WRITTEN TASKS —
[a] Summarize the text on design systems in two sentences.
[b] According to the text on design systems, what kind of document might marketers think a design system resembles?
[c] Pick up the text on design systems after its final sentence and carry it forward.

TEXT SHOWN —
We look into the basics of design systems and how to determine if you need one to improve your digital customer experience.
By now, most people that work in the web development industry have heard the term design system, but if you haven’t created or used one yet, this post is for you.
In this post, I’ll detail the basics of design systems, when — and when not — to use it, and how to get started.
What is a Design System?
A design system is a well-documented set of design rules for how components on a website should look and interact to provide the best digital customer experience. A good design system will include documentation for:
- colors
- iconography
- typography (fonts)
- photography or images
- reusable components like tables, grids, download buttons, calls to actions
- brand voice and tone
- code samples or how to implement a component.
Up until I mentioned brand voice and tone, developers reading these probably thought this looked like a stylesheet, and marketers probably still wonder how it’s any different than a brand standards document.
Differences Between Stylesheets and Design Systems
A design system will contain stylesheets, and the more reusable these are, the better, but a design system is the bigger picture. It will contain details you can’t show in stylesheets, including when and how to use particular styles. For example, looking at a stylesheet won’t tell you the use cases for primary vs. secondary buttons, or the differences between a mobile app version of an icon set, or when to include an icon in a button and which ones to use if for some reason you have multiple.

RAW DATA —

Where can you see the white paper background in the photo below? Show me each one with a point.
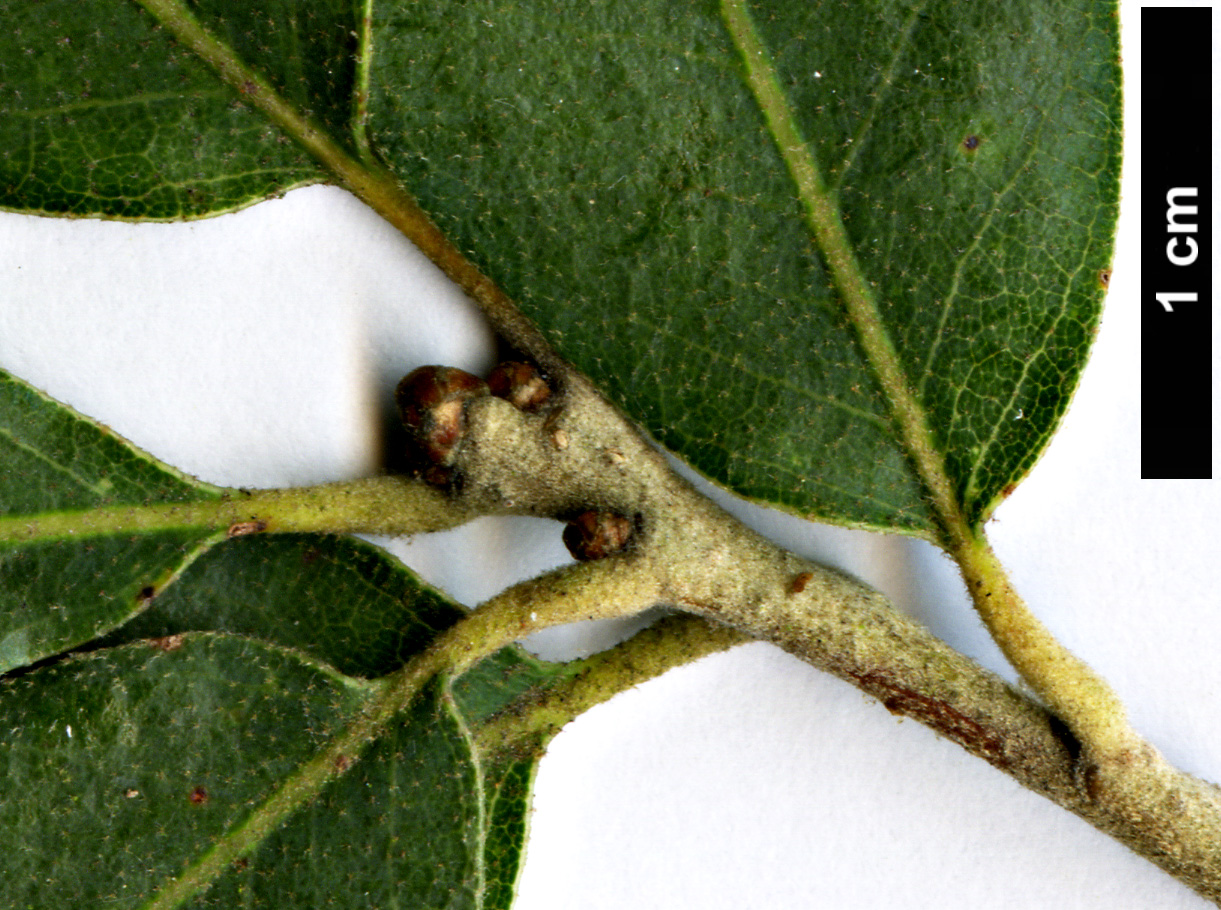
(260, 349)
--
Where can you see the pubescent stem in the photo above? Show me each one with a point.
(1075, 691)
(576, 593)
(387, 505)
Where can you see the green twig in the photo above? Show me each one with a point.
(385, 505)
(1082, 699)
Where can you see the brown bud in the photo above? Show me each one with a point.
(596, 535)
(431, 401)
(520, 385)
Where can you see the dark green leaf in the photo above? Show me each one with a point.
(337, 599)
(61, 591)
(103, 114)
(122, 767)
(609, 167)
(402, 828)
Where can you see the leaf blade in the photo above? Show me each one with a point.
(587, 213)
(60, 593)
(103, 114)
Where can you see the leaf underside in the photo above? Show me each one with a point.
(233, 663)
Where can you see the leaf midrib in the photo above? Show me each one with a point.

FINAL RESULTS —
[a] A design system is a well-documented set of design rules for how components on a website should look and interact. It covers items such as colors, typography, reusable components, brand voice, and code samples, and it goes beyond stylesheets by explaining when and how to use particular styles.

[b] A brand standards document.

[c]
For larger organizations with omnichannel environments, you should use design systems to define and document different components on web, mobile (iOS and Android) and distinct microsites. You should have code examples and usage examples for each, likely in separate languages. For these reasons, a design system should live outside of the web application itself.
Differences Between Designs Systems and Brand Standards
Brand standards or brand guidelines serve a specific purpose. The usual purpose is documenting brand details like brand voice, logo usage (and alternative versions), iconography, typography, and so on. Once you document these, you then provide your standards to new designers, writers, agency partners and anyone else who creatively represents your company to make sure they consistently apply the brand and designs to the proper channels.
What brand guidelines don’t do is tell you how interactions should work for web or mobile applications to provide the best digital customer experience. They don’t provide code samples or when to use certain reusable components.
When to Use a Design System for the Best Digital Customer Experience
As much as I love and advocate for design systems, I don’t believe all websites need a design system. If you are using a purchased or off-the-shelf theme for a content-only website, a brand standard is usually enough. However, if you are creating a custom application (web or mobile), I think a design system greatly reduces the development time and effort and ensures consistency.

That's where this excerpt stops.